### [STATED GOAL 1]
From the pike thread, extract the passage starting with "## schuster84 (Apr" and going on through "in either case.".
### [STATED GOAL 2]
Answer these from the pike thread:
(a) Where was the pike with the bass in its mouth found floating?
(b) How long was the walleye seen at Berlin with a shad stuck in its mouth?
(c) What fish was stuck in the walleye picked up at Rice Lake?

### [SOURCE PASSAGE]
· · · ·

# Bit off more than he could chew.



## schuster84 (Apr 29, 2009)

A fishing buddy and I found this floating in the Water at Conneaut Lake, Pa while pike fishing yesterday. 

To quote my friends reactions, "I will never say we are using to big of a bait again."

Pike was about 41 inches and the bass in its mouth, we figure, was about 18 inches. 

Not exactly the way I want to go in either case.


----------



## BaddFish (Jun 20, 2009)

cool pic- thx for sharing.... Pike are silly.


----------



## CRAPPIE LOVER (Feb 11, 2007)

Good Pic. As you said ,,He bit off more than he could chew...Makes a person wonder how often this happens and no one ever knows...JIM....CL....


----------



## eyeballs (May 1, 2005)

thats wild i picked up a good size walleye with a huge bluegill stuck the the same way at rice lake years ago


----------



## pj4wd (Dec 9, 2009)

Neat pic..That's a biggun.


----------



## markfish (Nov 22, 2007)

that's the new food net works TV,fish versus food show all you can eat fish dinner,great photo,thanks


----------



## ssv1761982 (Jun 2, 2004)

I saw a 27" walleye at Berlin this spring with a huge shad stuck in his mouth. Usually No camera when you need it.


----------



## Stuhly (Jul 6, 2009)

Here is a RockBass eating a perch we found while up Mich. camping
View attachment 37804


----------



## therockgj (Feb 21, 2011)

I'm told the "small" pike in this pic was 36"! Appears to be real...who knows...


----------



## Joe kish (Dec 11, 2006)

any idea what lake that pike picture was taken in? thats like the real life fresh water jaws rite there!! almost scary!


----------



## bigmac27 (Feb 2, 2010)

Wow!! Thats a true monster.... that has to be some kind of record pike


----------



## eyecatchum2 (Mar 30, 2010)

Now that is a true gator. That has to be a 55" + pike.

· · · ·

### [DATASET EXCERPTS]
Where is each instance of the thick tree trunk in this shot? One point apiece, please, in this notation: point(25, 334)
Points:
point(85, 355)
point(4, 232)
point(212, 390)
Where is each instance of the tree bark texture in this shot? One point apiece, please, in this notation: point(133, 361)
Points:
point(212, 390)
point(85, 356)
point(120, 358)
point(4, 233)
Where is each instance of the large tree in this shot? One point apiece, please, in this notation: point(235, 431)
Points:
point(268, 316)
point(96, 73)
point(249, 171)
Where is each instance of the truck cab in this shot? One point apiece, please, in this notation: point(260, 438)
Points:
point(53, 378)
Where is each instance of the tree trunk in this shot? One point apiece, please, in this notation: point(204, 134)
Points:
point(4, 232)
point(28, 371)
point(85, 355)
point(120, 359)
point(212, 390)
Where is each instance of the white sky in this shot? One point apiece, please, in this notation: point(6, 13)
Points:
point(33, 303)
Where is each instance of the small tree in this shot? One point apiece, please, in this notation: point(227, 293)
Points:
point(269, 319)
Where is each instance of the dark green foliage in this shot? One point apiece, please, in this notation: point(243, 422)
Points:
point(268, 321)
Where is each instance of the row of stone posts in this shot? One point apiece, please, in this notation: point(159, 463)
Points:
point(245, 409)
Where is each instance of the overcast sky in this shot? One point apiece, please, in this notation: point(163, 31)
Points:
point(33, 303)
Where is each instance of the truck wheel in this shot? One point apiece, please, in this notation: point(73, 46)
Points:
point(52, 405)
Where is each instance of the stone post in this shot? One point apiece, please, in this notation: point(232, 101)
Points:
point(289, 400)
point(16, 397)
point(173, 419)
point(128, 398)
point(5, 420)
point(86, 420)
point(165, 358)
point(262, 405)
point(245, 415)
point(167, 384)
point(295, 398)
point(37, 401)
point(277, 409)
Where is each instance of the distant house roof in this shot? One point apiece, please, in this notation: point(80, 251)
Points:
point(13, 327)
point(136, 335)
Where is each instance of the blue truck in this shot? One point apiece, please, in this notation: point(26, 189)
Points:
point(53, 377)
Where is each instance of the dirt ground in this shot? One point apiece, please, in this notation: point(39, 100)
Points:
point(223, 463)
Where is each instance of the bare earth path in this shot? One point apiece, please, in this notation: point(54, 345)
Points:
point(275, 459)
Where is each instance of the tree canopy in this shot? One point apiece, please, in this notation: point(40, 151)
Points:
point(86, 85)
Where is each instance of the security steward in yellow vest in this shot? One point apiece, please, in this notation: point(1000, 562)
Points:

· · · ·

### [FINAL RESULT 1]
## schuster84 (Apr 29, 2009)

A fishing buddy and I found this floating in the Water at Conneaut Lake, Pa while pike fishing yesterday. 

To quote my friends reactions, "I will never say we are using to big of a bait again."

Pike was about 41 inches and the bass in its mouth, we figure, was about 18 inches. 

Not exactly the way I want to go in either case.

### [FINAL RESULT 2]
(a) In the water at Conneaut Lake, Pa.
(b) 27 inches.
(c) A huge bluegill.